**PROBLEMS TO WORK ON:**
a) Rewrite the Poland speech below from "For Americans, Poland" through "ever will. (Applause.)", changing "side by side" to "shoulder to shoulder".
b) According to the Poland speech below, in what year did Poland stop the Soviet army in the Miracle of Vistula?

**SELECTED PASSAGE:**
================

So it is with true admiration that I can say today, that from the farms and villages of your countryside to the cathedrals and squares of your great cities, Poland lives, Poland prospers, and Poland prevails. (Applause.)
Despite every effort to transform you, oppress you, or destroy you, you endured and overcame. You are the proud nation of Copernicus — think of that — (applause) — Chopin, Saint John Paul II. Poland is a land of great heroes. (Applause.) And you are a people who know the true value of what you defend.
The triumph of the Polish spirit over centuries of hardship gives us all hope for a future in which good conquers evil, and peace achieves victory over war.
For Americans, Poland has been a symbol of hope since the beginning of our nation. Polish heroes and American patriots fought side by side in our War of Independence and in many wars that followed. Our soldiers still serve together today in Afghanistan and Iraq, combatting the enemies of all civilization.
For America’s part, we have never given up on freedom and independence as the right and destiny of the Polish people, and we never, ever will. (Applause.)
Our two countries share a special bond forged by unique histories and national characters. It’s a fellowship that exists only among people who have fought and bled and died for freedom. (Applause.)
The signs of this friendship stand in our nation’s capital. Just steps from the White House, we’ve raised statues of men with names like Pułaski and Kościuszko. (Applause.) The same is true in Warsaw, where street signs carry the name of George Washington, and a monument stands to one of the world’s greatest heroes, Ronald Reagan. (Applause.)
And so I am here today not just to visit an old ally, but to hold it up as an example for others who seek freedom and who wish to summon the courage and the will to defend our civilization. (Applause.) The story of Poland is the story of a people who have never lost hope, who have never been broken, and who have never, ever forgotten who they are. (Applause)
AUDIENCE: Donald Trump! Donald Trump! Donald Trump!
PRESIDENT TRUMP: Thank you. Thank you so much. Thank you. Thank you so much. Such a great honor. This is a nation more than one thousand years old. Your borders were erased for more than a century and only restored just one century ago.
In 1920, in the Miracle of Vistula, Poland stopped the Soviet army bent on European conquest. (Applause.) Then, 19 years later in 1939, you were invaded yet again, this time by Nazi Germany from the west and the Soviet Union from the east. That’s trouble. That’s tough.
Under a double occupation the Polish people endured evils beyond description: the Katyn forest massacre, the occupations, the Holocaust, the Warsaw Ghetto and the Warsaw Ghetto Uprising, the destruction of this beautiful capital city, and the deaths of nearly one in five Polish people. A vibrant Jewish population — the largest in Europe — was reduced to almost nothing after the Nazis systematically murdered millions of Poland’s Jewish citizens, along with countless others, during that brutal occupation.

================

**DATA SHOWN:**
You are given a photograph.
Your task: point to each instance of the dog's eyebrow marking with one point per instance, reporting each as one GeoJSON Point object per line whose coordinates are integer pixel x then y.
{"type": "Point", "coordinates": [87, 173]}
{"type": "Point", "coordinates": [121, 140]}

================

**RESULTS FOR THE EXERCISE:**
a)
For Americans, Poland has been a symbol of hope since the beginning of our nation. Polish heroes and American patriots fought shoulder to shoulder in our War of Independence and in many wars that followed. Our soldiers still serve together today in Afghanistan and Iraq, combatting the enemies of all civilization.
For America’s part, we have never given up on freedom and independence as the right and destiny of the Polish people, and we never, ever will. (Applause.)

b) In 1920.